Available records section start

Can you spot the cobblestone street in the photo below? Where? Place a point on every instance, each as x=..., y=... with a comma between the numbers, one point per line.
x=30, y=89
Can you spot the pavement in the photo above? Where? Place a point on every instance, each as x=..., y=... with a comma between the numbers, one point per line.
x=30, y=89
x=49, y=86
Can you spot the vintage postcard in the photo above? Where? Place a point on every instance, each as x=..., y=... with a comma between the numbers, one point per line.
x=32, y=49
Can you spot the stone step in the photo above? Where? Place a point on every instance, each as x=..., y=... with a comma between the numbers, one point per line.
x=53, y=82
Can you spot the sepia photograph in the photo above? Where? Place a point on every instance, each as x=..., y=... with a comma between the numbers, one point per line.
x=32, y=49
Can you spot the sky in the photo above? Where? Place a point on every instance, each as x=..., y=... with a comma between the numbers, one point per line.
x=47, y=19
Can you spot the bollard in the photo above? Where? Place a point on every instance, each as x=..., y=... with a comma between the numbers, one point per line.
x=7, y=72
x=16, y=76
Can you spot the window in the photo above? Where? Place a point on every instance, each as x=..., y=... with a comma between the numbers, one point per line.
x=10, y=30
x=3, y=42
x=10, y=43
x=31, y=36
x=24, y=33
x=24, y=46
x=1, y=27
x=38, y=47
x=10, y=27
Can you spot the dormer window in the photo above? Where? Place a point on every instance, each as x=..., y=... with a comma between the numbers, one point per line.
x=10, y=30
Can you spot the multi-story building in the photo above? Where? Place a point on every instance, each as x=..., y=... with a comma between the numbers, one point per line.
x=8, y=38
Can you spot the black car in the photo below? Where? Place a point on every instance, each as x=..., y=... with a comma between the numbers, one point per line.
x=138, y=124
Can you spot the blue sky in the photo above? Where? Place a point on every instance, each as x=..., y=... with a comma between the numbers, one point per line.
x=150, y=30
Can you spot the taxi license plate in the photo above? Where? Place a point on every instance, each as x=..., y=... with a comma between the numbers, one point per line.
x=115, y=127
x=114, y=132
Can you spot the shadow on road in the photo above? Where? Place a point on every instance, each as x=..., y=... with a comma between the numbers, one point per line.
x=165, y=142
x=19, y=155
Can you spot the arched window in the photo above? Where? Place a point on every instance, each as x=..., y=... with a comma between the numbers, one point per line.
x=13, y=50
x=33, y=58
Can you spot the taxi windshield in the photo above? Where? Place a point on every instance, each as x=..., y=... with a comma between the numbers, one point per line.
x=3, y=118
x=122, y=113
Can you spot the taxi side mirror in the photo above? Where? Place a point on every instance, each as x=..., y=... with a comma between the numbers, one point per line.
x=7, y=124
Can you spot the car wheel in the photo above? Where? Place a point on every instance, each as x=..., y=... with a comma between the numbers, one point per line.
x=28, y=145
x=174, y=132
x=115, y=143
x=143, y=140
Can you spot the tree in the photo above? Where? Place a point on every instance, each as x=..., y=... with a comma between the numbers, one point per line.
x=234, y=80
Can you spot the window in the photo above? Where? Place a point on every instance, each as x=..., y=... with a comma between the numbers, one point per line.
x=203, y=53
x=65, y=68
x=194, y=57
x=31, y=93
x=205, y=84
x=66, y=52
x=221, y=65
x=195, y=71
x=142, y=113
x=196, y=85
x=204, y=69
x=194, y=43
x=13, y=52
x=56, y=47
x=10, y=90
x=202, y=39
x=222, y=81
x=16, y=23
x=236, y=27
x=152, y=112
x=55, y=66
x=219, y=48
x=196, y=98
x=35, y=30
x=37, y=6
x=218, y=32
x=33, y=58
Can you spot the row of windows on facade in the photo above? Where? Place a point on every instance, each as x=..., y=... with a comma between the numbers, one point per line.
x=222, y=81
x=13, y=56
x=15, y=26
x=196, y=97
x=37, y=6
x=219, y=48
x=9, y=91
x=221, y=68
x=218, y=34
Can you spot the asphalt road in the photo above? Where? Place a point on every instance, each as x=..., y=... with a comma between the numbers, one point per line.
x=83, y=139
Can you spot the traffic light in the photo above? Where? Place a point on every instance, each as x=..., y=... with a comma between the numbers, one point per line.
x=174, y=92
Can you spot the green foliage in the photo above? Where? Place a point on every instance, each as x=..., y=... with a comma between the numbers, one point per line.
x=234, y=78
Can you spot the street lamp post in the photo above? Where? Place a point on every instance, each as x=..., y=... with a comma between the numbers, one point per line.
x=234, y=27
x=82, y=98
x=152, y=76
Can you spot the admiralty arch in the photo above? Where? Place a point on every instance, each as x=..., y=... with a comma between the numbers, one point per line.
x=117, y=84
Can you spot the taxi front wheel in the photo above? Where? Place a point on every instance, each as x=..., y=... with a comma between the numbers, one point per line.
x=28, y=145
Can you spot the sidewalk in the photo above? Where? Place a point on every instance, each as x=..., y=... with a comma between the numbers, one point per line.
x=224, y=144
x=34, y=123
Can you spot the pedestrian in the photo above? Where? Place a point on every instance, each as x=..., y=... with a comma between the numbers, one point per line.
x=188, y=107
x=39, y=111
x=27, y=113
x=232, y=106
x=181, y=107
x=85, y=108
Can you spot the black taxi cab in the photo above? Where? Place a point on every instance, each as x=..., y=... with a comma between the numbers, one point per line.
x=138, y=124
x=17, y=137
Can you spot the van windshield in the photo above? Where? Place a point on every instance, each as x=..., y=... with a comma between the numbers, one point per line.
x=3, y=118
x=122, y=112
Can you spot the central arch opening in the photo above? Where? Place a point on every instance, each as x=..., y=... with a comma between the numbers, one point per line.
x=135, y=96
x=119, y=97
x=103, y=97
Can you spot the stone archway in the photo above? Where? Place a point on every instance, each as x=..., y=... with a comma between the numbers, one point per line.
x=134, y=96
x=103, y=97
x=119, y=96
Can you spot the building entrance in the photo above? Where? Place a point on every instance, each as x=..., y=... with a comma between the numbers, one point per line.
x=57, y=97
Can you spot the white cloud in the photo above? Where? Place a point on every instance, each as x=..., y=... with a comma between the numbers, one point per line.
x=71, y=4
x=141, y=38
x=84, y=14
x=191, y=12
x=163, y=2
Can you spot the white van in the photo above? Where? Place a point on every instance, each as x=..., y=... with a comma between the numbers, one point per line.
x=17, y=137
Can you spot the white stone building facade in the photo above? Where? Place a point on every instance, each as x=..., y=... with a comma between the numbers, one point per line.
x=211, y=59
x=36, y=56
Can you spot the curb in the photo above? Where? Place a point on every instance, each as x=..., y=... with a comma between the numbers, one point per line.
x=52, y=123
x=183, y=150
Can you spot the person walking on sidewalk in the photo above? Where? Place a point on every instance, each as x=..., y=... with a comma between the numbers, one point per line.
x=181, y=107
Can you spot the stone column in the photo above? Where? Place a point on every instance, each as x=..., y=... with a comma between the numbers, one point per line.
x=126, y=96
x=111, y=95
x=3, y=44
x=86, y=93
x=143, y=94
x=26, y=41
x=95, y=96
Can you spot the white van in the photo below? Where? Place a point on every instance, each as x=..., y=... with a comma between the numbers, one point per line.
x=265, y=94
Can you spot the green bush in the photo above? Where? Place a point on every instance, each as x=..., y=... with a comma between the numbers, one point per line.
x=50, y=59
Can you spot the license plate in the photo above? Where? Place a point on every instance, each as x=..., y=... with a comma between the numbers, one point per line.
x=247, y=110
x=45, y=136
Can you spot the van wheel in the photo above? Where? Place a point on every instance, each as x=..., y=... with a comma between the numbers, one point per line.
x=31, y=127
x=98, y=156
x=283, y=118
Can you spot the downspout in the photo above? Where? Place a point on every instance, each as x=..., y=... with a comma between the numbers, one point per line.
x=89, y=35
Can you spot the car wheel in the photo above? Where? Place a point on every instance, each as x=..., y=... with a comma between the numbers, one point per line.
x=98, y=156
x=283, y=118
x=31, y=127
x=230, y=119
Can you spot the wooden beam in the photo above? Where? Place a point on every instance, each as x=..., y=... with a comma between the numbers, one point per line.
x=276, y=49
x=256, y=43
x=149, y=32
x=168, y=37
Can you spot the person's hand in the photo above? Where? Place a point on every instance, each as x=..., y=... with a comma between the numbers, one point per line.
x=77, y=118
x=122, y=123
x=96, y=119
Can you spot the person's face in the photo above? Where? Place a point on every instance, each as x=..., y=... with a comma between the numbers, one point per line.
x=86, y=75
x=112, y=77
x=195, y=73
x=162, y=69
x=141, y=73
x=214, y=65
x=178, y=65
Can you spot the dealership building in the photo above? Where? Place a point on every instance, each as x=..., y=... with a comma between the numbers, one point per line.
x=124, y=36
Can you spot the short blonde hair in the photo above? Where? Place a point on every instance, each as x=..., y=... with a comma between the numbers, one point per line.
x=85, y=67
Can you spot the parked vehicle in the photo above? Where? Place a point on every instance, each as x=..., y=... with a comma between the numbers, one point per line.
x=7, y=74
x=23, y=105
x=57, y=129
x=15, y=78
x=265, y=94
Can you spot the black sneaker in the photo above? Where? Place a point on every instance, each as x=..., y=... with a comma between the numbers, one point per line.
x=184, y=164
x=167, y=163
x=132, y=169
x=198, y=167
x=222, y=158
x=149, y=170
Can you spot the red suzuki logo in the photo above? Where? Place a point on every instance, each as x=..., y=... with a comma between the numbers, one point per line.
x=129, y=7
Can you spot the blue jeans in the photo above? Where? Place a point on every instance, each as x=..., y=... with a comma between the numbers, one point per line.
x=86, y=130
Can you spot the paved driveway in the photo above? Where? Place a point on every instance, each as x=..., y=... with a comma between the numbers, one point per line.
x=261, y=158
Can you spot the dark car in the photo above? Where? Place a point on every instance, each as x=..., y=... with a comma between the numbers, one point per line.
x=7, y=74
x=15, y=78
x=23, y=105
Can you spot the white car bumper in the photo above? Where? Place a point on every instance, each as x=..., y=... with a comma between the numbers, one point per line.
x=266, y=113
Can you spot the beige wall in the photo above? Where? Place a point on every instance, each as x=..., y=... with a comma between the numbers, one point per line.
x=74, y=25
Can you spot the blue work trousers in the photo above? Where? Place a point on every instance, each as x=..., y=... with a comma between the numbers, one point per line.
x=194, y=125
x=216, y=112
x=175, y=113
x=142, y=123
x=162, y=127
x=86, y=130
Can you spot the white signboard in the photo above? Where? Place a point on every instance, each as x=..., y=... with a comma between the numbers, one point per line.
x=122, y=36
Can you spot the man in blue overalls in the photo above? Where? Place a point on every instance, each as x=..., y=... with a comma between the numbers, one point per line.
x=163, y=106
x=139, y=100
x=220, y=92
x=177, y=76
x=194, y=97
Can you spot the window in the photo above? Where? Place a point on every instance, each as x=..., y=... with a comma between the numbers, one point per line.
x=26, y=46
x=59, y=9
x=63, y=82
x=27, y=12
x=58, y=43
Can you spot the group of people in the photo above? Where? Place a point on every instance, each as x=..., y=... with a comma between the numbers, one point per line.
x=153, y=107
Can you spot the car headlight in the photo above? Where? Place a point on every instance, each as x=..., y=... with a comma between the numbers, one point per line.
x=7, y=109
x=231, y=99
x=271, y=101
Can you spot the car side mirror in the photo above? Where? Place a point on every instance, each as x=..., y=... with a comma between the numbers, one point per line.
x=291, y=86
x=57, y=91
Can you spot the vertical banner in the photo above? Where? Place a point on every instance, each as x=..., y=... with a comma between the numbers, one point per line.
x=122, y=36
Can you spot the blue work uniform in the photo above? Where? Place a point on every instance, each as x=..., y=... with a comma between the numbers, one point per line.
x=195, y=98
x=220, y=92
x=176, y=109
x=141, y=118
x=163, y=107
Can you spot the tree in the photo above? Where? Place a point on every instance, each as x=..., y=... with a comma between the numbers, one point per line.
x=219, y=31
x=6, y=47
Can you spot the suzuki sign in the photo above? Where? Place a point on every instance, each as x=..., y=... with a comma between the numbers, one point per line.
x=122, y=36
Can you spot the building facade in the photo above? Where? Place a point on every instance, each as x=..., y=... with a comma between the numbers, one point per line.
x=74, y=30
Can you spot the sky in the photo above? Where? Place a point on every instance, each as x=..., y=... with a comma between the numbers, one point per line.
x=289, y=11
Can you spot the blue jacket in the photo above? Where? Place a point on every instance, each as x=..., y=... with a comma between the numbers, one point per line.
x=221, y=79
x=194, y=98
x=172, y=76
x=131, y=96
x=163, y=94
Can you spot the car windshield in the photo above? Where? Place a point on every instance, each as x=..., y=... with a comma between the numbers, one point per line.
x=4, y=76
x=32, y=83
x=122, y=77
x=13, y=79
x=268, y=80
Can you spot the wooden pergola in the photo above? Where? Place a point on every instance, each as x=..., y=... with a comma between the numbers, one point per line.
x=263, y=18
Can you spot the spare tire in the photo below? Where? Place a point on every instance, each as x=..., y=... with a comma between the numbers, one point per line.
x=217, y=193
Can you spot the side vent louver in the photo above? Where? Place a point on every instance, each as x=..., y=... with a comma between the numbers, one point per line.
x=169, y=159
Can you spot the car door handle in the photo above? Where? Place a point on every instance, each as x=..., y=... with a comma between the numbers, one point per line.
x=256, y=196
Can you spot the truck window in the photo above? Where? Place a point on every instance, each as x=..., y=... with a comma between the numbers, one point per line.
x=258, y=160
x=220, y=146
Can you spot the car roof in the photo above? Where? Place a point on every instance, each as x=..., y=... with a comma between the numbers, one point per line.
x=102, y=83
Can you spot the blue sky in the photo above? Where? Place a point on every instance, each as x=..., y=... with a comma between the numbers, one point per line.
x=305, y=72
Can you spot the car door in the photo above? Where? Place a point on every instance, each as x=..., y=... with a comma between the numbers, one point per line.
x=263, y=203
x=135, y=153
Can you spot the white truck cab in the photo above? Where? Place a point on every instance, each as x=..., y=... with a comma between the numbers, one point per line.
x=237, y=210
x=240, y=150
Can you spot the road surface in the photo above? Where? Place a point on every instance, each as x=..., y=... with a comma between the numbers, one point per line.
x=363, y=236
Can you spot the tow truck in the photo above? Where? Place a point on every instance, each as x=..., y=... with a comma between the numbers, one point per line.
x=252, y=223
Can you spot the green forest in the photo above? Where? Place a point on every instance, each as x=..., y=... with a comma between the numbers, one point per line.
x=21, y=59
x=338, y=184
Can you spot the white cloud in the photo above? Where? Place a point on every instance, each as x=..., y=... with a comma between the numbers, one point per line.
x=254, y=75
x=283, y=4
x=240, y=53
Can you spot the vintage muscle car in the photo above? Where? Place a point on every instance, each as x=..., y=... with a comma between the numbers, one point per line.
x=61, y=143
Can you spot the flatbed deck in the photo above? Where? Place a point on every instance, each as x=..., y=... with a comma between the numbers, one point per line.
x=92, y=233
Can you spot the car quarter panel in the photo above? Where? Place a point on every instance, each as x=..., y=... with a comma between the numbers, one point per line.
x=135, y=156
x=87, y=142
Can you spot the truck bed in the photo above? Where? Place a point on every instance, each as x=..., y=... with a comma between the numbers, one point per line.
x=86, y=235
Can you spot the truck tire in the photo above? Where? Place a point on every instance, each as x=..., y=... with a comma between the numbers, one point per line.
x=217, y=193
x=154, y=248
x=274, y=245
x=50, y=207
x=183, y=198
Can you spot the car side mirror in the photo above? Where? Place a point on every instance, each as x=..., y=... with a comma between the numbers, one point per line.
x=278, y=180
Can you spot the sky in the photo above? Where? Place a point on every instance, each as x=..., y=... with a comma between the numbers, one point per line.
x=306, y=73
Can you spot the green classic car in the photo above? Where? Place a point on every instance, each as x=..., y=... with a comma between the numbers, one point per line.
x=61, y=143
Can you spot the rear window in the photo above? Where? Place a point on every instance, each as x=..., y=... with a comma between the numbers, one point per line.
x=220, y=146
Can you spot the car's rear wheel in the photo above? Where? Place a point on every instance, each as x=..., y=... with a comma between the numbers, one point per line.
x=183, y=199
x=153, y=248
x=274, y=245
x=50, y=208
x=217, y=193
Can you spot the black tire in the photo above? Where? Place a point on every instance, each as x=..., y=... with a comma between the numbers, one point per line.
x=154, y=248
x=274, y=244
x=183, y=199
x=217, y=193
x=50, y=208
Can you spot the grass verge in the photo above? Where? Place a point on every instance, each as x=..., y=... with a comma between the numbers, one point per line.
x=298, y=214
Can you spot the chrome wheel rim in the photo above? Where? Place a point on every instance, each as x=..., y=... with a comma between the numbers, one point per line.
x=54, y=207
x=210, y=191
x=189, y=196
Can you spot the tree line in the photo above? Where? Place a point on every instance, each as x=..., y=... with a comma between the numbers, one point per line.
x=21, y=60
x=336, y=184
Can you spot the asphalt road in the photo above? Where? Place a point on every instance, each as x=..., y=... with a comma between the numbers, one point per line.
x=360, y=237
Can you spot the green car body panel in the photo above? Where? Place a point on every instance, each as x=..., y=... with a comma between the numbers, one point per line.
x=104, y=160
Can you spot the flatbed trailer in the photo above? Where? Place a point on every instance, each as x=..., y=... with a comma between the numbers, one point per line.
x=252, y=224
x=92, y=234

Available records section end

Give back exactly the lines running from the line containing "Can you spot the green car" through the end of the material above, both included, and nothing beyond them.

**Task output**
Can you spot the green car body panel in the photo above? Where? Place a point on every instance, each as x=..., y=... with a comma between the numbers, one point per line.
x=104, y=160
Can you spot the flatbed trailer in the photo above? Where? Place a point on every instance, each as x=..., y=... with a comma between the numbers, one point per line.
x=252, y=224
x=92, y=234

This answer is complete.